RECORDS TO PROCESS
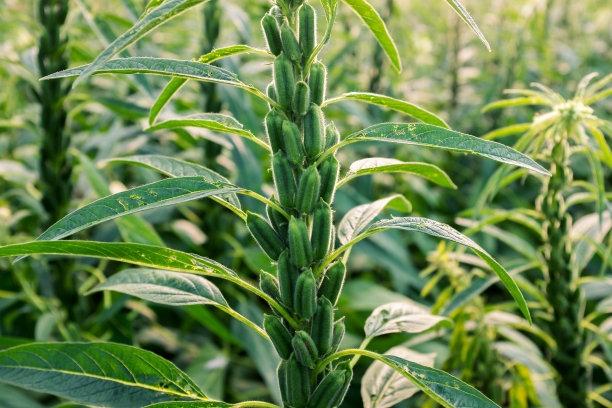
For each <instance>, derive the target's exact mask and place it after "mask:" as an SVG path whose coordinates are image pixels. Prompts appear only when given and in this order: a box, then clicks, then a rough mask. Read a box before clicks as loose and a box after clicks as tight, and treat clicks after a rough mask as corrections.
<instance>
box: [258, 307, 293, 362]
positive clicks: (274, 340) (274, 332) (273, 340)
mask: <svg viewBox="0 0 612 408" xmlns="http://www.w3.org/2000/svg"><path fill="white" fill-rule="evenodd" d="M264 330H265V331H266V333H267V334H268V336H269V337H270V340H272V344H273V345H274V348H275V349H276V351H277V352H278V355H279V356H280V357H281V358H282V359H283V360H287V359H288V358H289V356H290V355H291V350H292V349H293V346H292V345H291V334H290V333H289V330H287V329H286V328H285V326H284V325H283V323H281V321H280V320H278V318H277V317H276V316H271V315H266V316H265V317H264Z"/></svg>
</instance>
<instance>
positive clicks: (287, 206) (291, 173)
mask: <svg viewBox="0 0 612 408" xmlns="http://www.w3.org/2000/svg"><path fill="white" fill-rule="evenodd" d="M272 176H273V178H274V186H275V187H276V192H277V193H278V201H279V202H280V203H281V205H282V206H284V207H293V206H294V204H295V194H296V192H297V185H296V183H295V177H293V169H292V168H291V163H289V160H288V159H287V157H286V156H285V155H284V154H283V153H282V152H280V151H278V152H276V154H275V155H274V157H272Z"/></svg>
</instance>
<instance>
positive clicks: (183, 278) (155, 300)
mask: <svg viewBox="0 0 612 408" xmlns="http://www.w3.org/2000/svg"><path fill="white" fill-rule="evenodd" d="M103 290H112V291H115V292H120V293H125V294H128V295H131V296H136V297H138V298H140V299H144V300H148V301H150V302H154V303H160V304H163V305H169V306H186V305H213V306H222V308H228V307H229V305H228V303H227V301H226V300H225V298H224V297H223V295H222V294H221V291H219V289H218V288H217V287H216V286H215V285H213V284H212V283H211V282H209V281H208V280H206V279H204V278H203V277H201V276H197V275H192V274H187V273H178V272H169V271H163V270H159V269H124V270H122V271H121V272H119V273H116V274H114V275H112V276H111V277H110V278H108V279H107V280H105V281H104V282H102V283H101V284H99V285H98V286H96V287H95V288H93V289H92V290H90V291H89V292H88V293H87V294H90V293H93V292H100V291H103Z"/></svg>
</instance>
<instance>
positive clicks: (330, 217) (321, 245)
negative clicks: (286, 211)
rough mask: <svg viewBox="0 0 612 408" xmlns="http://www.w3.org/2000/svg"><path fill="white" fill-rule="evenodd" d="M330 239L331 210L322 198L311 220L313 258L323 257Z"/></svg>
mask: <svg viewBox="0 0 612 408" xmlns="http://www.w3.org/2000/svg"><path fill="white" fill-rule="evenodd" d="M298 196H299V193H298ZM331 240H332V211H331V207H330V206H329V204H327V203H326V202H325V201H323V200H322V199H319V203H318V204H317V207H316V208H315V210H314V216H313V220H312V237H311V241H312V254H313V256H314V259H323V257H324V256H325V255H327V252H328V251H329V246H330V244H331Z"/></svg>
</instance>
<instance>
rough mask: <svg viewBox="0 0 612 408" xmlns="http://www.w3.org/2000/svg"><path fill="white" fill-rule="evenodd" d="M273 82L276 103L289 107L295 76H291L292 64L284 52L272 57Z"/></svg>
mask: <svg viewBox="0 0 612 408" xmlns="http://www.w3.org/2000/svg"><path fill="white" fill-rule="evenodd" d="M274 84H275V85H276V95H277V96H278V103H279V104H280V105H281V106H282V107H283V109H287V110H288V109H291V107H292V106H291V105H292V104H293V92H294V87H295V78H294V76H293V65H292V64H291V61H290V60H289V58H287V57H286V56H285V54H284V53H281V54H280V55H279V56H278V57H276V58H275V59H274Z"/></svg>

YOUR GOAL
Using the records above, restate word for word the lines from the one with "positive clicks: (330, 217) (321, 245)" through the one with "negative clicks: (286, 211)", both included.

COMPLETED TASK
positive clicks: (330, 217) (321, 245)
negative clicks: (286, 211)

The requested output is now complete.